Copy the lines below word for word, starting with the line that contains "of the area" and going on through the line that contains "pixel 198 25".

>> START

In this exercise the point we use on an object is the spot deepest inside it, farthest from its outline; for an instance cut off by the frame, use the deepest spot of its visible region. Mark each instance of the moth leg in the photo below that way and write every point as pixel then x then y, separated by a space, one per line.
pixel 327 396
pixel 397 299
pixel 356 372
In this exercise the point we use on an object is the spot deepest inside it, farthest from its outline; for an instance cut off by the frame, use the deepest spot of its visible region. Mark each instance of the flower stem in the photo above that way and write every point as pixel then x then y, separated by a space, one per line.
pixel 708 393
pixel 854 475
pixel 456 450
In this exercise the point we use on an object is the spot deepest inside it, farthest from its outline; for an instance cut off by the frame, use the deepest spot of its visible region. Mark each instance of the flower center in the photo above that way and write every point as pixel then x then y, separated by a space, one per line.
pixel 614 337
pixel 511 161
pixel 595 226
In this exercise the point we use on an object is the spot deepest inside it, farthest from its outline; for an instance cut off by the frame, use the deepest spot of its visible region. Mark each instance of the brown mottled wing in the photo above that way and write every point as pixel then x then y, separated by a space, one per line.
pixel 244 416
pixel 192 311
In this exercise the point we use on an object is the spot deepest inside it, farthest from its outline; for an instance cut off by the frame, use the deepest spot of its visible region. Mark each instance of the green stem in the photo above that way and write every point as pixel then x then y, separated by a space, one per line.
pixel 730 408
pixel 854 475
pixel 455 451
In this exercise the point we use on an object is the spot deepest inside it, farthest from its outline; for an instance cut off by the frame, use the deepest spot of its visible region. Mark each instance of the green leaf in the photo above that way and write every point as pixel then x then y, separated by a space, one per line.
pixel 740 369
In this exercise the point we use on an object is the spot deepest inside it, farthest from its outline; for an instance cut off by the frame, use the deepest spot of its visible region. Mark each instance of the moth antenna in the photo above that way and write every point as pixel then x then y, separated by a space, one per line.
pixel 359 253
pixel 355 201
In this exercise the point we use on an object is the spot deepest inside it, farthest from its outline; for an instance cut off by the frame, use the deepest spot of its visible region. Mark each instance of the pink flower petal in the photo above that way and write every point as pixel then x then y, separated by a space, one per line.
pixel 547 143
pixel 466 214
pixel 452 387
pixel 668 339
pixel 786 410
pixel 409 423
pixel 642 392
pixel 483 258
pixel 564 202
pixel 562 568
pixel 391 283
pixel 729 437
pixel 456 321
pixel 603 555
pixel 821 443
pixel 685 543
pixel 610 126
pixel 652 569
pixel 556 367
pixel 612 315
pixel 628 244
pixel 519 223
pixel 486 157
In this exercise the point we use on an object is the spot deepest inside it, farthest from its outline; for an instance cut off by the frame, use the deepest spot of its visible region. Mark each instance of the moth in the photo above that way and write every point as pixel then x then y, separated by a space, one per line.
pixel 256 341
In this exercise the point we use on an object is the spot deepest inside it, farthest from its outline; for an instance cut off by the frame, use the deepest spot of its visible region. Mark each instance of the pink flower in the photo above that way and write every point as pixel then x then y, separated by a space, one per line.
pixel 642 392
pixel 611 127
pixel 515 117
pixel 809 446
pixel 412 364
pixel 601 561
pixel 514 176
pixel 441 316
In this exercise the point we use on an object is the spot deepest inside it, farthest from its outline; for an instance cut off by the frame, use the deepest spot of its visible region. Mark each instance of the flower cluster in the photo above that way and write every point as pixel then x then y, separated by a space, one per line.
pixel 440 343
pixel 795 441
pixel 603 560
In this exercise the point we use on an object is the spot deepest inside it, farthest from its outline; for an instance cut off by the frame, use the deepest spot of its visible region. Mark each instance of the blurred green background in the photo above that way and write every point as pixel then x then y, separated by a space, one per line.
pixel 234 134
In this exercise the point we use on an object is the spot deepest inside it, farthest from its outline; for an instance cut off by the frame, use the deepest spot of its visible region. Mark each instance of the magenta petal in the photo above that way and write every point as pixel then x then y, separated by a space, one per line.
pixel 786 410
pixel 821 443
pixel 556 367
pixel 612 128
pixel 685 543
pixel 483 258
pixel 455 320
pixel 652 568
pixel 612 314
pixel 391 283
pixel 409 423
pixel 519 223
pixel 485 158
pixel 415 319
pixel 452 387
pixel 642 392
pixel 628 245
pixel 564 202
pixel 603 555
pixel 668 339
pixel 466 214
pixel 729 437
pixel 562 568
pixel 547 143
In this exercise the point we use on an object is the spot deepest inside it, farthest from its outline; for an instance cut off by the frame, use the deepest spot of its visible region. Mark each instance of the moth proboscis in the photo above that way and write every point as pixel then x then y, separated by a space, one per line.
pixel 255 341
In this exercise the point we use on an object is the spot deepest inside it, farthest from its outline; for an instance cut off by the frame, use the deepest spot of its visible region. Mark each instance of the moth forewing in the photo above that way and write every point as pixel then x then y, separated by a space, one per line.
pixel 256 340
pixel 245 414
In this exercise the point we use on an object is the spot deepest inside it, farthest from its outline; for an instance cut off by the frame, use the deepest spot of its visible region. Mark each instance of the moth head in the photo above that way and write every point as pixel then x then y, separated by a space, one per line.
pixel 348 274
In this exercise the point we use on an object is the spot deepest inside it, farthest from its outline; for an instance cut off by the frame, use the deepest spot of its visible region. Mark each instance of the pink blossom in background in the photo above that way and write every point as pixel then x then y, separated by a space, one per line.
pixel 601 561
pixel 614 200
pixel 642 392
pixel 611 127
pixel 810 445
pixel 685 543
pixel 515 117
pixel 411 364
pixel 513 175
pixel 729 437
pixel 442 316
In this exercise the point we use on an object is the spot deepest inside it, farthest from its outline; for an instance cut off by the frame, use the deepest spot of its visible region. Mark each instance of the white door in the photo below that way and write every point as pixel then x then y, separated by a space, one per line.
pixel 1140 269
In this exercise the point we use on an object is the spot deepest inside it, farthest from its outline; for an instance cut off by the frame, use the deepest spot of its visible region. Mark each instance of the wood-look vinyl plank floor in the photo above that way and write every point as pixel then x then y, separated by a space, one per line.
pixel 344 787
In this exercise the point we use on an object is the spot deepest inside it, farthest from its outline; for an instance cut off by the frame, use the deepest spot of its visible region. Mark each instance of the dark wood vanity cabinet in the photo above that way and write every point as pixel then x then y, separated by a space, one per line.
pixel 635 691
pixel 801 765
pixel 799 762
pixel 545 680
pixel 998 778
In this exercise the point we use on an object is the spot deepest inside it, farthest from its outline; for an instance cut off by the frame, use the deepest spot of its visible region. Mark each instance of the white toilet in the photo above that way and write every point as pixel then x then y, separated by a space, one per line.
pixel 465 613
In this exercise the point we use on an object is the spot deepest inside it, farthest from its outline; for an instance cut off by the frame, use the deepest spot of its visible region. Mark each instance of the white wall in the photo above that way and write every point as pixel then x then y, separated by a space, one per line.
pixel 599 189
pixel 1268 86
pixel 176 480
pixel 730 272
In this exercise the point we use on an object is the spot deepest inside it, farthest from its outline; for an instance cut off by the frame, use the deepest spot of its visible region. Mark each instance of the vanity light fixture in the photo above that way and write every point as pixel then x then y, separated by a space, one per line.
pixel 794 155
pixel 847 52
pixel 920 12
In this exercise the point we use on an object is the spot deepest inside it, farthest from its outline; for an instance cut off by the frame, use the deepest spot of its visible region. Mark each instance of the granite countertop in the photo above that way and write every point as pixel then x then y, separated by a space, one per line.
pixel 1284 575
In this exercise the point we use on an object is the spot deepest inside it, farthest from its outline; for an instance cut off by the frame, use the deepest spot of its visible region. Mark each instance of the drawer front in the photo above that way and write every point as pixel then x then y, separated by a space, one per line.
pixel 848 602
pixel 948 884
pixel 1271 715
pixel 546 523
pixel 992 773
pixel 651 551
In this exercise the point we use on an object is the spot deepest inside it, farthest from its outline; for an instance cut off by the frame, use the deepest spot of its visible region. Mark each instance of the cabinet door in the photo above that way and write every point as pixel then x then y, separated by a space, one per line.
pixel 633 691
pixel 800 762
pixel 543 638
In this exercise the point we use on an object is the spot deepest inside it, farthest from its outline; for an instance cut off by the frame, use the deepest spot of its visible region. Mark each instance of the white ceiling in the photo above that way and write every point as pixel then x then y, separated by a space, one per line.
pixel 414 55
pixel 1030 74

>> END
>> START

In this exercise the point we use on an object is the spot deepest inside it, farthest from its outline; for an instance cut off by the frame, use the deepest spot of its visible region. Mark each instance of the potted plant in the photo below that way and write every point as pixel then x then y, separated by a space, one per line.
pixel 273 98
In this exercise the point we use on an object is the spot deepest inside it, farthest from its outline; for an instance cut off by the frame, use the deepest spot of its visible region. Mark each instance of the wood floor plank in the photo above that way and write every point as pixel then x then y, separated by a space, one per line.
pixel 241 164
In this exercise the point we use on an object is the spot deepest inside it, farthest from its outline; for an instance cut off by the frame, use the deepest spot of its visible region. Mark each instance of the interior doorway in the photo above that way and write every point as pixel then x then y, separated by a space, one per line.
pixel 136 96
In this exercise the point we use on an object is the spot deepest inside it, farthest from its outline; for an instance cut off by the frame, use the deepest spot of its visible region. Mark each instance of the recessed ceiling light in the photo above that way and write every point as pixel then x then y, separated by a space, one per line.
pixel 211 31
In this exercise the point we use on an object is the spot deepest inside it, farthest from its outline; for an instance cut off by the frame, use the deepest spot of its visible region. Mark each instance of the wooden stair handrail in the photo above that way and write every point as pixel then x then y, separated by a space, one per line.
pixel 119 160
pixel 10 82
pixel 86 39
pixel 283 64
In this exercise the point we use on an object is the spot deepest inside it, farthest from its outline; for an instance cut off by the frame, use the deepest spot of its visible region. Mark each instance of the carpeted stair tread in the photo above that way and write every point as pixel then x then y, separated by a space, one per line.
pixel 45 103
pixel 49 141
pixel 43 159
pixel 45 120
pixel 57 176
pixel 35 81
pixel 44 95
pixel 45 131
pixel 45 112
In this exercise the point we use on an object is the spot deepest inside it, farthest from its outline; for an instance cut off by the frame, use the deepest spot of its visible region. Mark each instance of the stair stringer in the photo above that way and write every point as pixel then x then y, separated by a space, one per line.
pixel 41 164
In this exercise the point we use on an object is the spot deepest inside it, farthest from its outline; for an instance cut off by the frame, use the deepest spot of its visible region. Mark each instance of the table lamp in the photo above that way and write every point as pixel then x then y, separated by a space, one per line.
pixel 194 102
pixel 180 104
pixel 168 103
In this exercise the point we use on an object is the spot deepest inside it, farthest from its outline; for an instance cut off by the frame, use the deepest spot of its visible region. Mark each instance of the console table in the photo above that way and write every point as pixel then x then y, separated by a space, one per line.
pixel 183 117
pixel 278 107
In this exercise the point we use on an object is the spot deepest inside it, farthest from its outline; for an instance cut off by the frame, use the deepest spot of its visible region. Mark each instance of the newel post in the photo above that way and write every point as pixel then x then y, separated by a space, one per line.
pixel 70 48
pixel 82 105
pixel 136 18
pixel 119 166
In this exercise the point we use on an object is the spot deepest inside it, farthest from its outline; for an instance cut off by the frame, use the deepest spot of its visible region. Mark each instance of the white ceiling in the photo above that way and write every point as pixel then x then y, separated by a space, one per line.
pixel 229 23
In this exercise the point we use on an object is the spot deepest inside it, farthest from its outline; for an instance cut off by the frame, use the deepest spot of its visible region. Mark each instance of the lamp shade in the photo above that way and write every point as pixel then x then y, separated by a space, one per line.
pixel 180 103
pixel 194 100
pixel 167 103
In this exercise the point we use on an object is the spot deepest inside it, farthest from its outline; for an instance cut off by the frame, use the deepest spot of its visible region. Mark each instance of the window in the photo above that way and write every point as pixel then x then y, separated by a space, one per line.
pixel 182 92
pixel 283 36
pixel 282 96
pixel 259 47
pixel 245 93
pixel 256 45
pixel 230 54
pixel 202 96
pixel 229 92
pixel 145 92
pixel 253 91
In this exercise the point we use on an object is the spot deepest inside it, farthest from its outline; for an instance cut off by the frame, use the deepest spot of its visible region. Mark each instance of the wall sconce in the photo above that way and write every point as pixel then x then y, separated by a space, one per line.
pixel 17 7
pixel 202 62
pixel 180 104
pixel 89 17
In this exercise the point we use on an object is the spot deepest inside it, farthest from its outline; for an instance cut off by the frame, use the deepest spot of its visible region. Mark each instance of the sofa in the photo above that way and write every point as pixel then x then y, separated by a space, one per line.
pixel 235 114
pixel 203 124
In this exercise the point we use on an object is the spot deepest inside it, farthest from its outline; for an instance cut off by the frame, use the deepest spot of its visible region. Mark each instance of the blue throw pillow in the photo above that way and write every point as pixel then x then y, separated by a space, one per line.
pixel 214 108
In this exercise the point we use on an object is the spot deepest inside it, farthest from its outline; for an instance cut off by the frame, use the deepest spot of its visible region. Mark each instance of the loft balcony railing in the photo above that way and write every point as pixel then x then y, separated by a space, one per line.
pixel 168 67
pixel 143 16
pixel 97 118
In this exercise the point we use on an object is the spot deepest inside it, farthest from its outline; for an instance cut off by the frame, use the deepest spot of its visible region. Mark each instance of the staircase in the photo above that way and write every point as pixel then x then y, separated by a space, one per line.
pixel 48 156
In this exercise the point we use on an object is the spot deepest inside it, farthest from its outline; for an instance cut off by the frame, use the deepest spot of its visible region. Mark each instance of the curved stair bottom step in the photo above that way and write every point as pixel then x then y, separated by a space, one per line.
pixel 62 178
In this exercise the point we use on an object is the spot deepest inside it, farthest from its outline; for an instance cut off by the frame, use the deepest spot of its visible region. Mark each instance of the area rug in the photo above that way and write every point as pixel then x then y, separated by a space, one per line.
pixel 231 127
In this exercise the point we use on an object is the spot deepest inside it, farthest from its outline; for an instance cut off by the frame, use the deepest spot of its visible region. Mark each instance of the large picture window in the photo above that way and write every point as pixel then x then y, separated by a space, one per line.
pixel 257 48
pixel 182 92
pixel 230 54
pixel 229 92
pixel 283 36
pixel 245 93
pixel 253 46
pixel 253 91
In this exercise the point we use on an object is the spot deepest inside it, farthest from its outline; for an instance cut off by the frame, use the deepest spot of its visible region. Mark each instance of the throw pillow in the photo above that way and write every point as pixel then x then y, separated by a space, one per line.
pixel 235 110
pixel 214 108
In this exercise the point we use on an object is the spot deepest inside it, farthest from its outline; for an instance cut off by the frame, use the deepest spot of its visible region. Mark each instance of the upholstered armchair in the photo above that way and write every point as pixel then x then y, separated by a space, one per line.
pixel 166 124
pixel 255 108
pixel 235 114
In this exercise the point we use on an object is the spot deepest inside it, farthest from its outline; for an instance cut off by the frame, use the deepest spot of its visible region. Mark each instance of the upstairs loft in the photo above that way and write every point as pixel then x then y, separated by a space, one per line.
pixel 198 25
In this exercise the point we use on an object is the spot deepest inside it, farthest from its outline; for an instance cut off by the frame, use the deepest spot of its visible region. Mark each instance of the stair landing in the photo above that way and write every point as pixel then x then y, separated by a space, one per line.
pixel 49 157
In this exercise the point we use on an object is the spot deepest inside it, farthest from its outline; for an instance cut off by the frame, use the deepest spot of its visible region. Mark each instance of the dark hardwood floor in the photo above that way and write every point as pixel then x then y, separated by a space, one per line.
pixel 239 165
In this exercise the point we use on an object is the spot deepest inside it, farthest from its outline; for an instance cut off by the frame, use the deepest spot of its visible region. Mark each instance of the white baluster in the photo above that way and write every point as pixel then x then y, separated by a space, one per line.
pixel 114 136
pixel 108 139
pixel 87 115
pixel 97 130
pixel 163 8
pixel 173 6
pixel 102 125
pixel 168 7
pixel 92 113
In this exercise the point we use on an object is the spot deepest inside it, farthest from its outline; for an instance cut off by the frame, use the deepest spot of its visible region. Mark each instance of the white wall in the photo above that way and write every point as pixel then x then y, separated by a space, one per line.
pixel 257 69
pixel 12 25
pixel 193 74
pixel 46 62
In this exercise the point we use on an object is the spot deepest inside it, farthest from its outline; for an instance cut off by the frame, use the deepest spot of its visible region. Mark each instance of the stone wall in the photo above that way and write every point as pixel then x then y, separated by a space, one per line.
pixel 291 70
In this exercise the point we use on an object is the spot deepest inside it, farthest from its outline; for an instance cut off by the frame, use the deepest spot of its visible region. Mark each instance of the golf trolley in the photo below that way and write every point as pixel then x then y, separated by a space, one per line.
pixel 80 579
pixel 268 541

>> END
>> START

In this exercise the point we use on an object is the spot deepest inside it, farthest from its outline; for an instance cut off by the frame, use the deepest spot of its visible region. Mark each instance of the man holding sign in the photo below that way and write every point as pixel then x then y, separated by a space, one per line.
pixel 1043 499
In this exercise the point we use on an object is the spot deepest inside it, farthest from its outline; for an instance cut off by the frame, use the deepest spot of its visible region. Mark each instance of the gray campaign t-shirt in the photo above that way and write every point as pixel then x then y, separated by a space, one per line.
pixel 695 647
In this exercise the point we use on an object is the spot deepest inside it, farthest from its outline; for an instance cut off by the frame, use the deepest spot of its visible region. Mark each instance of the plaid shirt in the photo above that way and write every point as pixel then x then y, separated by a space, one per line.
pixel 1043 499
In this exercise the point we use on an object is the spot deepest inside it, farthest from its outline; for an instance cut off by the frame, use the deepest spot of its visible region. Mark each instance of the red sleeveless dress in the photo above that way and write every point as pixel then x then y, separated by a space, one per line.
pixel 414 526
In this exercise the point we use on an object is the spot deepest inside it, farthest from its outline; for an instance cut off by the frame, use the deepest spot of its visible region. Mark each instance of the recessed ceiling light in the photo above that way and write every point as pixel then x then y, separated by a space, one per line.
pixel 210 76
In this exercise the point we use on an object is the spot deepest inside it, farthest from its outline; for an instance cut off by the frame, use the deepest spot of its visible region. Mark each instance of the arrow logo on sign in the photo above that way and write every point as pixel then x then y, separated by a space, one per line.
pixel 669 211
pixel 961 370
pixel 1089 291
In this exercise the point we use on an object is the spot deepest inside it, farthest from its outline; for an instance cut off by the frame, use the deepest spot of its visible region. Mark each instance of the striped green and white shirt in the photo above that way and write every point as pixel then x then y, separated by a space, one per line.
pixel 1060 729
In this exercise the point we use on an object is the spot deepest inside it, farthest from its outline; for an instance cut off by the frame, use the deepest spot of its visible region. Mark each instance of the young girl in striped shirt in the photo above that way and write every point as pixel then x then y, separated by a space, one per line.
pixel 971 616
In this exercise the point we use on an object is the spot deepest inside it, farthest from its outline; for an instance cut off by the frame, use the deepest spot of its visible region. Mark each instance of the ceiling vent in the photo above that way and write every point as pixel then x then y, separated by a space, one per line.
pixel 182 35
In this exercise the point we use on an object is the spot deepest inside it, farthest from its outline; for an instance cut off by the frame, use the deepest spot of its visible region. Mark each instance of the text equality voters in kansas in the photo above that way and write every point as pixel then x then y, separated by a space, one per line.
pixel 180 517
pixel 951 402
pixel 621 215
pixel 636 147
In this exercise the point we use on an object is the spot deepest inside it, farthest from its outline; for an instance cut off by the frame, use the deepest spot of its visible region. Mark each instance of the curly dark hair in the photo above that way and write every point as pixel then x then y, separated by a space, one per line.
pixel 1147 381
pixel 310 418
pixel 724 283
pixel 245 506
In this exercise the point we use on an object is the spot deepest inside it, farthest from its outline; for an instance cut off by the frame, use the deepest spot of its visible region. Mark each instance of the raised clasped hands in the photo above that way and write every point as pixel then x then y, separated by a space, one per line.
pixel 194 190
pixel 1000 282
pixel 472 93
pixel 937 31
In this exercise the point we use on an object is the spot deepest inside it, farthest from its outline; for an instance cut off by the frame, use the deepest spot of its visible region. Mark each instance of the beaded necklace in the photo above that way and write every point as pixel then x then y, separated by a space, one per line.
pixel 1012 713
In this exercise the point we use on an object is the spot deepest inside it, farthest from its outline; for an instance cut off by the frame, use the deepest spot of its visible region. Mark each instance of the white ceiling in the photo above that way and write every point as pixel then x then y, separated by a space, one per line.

>> END

Completed exercise
In this exercise the point we use on an object is the spot deepest inside it, farthest from its outline; for an instance cut off by the frame, use the deepest spot of its visible region. Mark each instance of the area rug in the photo above that way and write every point as pixel then x then y, separated by a space, one per line.
pixel 231 127
In this exercise the point we use on an object is the spot deepest inside it, farthest from its outline; for an instance cut off by the frame, use the deepest spot of its visible region. Mark each instance of the large picture window in the photo above that way and write every point as pixel then x then y, separated by a space, one per line.
pixel 257 48
pixel 182 92
pixel 230 54
pixel 229 92
pixel 283 36
pixel 245 93
pixel 253 46
pixel 253 91
In this exercise the point we use on an object is the spot deepest inside it, farthest from its outline; for an instance cut off by the frame, use the deepest spot of its visible region. Mark each instance of the throw pillow in the photo above that way and write every point as pixel then x then y, separated by a space, one per line.
pixel 235 110
pixel 214 108
In this exercise the point we use on an object is the spot deepest inside it, farthest from its outline; for an instance cut off by the frame, use the deepest spot of its visible region. Mark each instance of the upholstered armchair in the photo above that way and write every point as pixel then x then y, separated by a space, one per line.
pixel 166 124
pixel 255 108
pixel 235 114
In this exercise the point we use on an object is the spot deepest inside it, farthest from its outline; for an instance cut off by the frame, use the deepest spot of its visible region. Mark each instance of the upstairs loft in the photo above that way and write every point as pixel then x then y, separated by a space, one per line.
pixel 198 25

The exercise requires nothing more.